=== Source passage ===
# Meet Jerry!



## rubinthebetta (Oct 9, 2012)

Jerry is my new female albino rat. She used to be part of the class science experiment where she got sugar water and her sister got milk. So I've ended up adopting Jerry, who I nicknamed Jerr-Jerr, and I'm loving it! Last night I took Herry out of her cage and she just slept on my chest while we laid there. Best. Thing. Ever! She loves people, lettuce, kale, and a piece of fuzzy fabric that is her blanket. Here's her munching on kale. Sorry that the cage wire is in the way. And that it's sideways.


----------



## Crowntails (Feb 12, 2013)

You should get her a friend! Rats like being in pairs.


----------



## rubinthebetta (Oct 9, 2012)

I would, but when the teacher put the two rats in the experiment (one was Jerry) together, even though they were sisters, they fought a *lot*. So much that Jerry had to surrender. So I think just one rat for now, because I honestly don't want the fighting to happen a lot/get extreme.


----------



## Crowntails (Feb 12, 2013)

Oh ok. I wouldn't risk it then!


----------



## rubinthebetta (Oct 9, 2012)

Yeah. But she's mommy's little girl, so I'm not going to worry about her getting too lonely.


----------



## Artemis (Mar 9, 2013)

AWH!!!! She is so cute!! Females can be testy if that makes any sense at all. I bet she is jealous of your bettas and vice versa.


----------



## rubinthebetta (Oct 9, 2012)

No, not really. Jerry hasn't even seen them yet, but my puppy has. The silly thing keeps trying to kiss Jerry. :lol: As for the bettas, the reason they haven't seen each other is because Jerry is in a different room since I have no place to put her cage on my room. Oh well. She loves her current room, though, and gets plenty of attention.


----------



## Artemis (Mar 9, 2013)

I just got a job with the IAPL. International Animal Protection League and you are a clear violator. We will confiscate "Jerry" on terms of you giving more then the maximum limit of SNUGGLES!!!!!!!


----------



## rubinthebetta (Oct 9, 2012)

Artemis-Really? 'Cause I'm giving her a billion snuggles everyday! :rofl:


----------

=== Records shown ===

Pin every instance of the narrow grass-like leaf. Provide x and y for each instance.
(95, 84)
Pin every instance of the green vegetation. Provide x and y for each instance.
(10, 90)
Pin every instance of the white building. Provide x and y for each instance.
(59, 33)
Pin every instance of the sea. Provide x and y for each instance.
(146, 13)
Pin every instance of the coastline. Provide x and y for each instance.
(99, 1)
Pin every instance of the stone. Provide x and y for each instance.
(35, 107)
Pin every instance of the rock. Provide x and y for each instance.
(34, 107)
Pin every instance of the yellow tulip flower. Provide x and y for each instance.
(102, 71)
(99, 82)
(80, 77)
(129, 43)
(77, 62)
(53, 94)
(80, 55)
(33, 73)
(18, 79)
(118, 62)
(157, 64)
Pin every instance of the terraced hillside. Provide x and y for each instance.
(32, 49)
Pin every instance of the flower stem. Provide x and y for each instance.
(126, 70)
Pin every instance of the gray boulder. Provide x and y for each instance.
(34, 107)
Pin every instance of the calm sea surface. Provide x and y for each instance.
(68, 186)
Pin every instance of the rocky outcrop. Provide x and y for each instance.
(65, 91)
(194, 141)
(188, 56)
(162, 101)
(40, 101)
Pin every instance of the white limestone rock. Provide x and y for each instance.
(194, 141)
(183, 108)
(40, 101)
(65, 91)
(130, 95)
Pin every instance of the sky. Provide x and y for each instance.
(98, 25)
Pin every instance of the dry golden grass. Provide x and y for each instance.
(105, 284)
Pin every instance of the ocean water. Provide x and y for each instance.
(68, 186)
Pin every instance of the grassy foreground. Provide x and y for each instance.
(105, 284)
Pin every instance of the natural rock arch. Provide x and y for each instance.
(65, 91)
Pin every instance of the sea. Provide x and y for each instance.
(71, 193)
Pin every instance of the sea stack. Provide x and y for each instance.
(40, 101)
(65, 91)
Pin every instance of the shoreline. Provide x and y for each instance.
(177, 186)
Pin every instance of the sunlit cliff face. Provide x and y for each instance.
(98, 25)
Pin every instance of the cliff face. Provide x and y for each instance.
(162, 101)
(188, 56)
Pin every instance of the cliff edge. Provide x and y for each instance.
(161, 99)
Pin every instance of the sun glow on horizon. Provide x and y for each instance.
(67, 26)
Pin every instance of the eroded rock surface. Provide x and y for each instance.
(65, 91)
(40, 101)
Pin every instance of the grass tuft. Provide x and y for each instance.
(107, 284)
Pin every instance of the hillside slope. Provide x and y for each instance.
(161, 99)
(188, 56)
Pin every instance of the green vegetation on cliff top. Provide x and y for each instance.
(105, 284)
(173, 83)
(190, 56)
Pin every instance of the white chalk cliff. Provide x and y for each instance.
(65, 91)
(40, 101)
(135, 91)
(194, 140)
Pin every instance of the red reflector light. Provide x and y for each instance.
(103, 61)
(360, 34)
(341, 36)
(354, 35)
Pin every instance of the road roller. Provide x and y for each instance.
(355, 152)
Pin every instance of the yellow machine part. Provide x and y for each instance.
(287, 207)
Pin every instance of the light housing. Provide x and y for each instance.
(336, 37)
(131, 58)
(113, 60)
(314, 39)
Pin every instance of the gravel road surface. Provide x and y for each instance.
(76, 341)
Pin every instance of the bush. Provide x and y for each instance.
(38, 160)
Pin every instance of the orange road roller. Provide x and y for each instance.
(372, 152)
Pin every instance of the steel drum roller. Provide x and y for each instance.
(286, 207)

=== Problem set ===
1 > Based on the thread about Jerry the rat, answer yes or no to each statement below and quote the words of the thread that decide it.
(a) In the class experiment, Jerry was the rat given milk.
(b) Jerry is kept in a different room from the bettas.
(c) Jerry loves lettuce.
2 > Reproduce the part of the thread about Jerry the rat between "Oh ok. I wouldn't" and "getting too lonely.", inclusive.
3 > Translate this sentence from the thread about Jerry the rat into Spanish: "She loves her current room, though, and gets plenty of attention."

=== Solutions for each task ===
1 >
(a) No: "she got sugar water and her sister got milk."
(b) Yes: "Jerry is in a different room since I have no place to put her cage on my room."
(c) Yes: "She loves people, lettuce, kale, and a piece of fuzzy fabric that is her blanket."

2 >
Oh ok. I wouldn't risk it then!


----------



## rubinthebetta (Oct 9, 2012)

Yeah. But she's mommy's little girl, so I'm not going to worry about her getting too lonely.

3 > Sin embargo, le encanta su habitación actual y recibe mucha atención.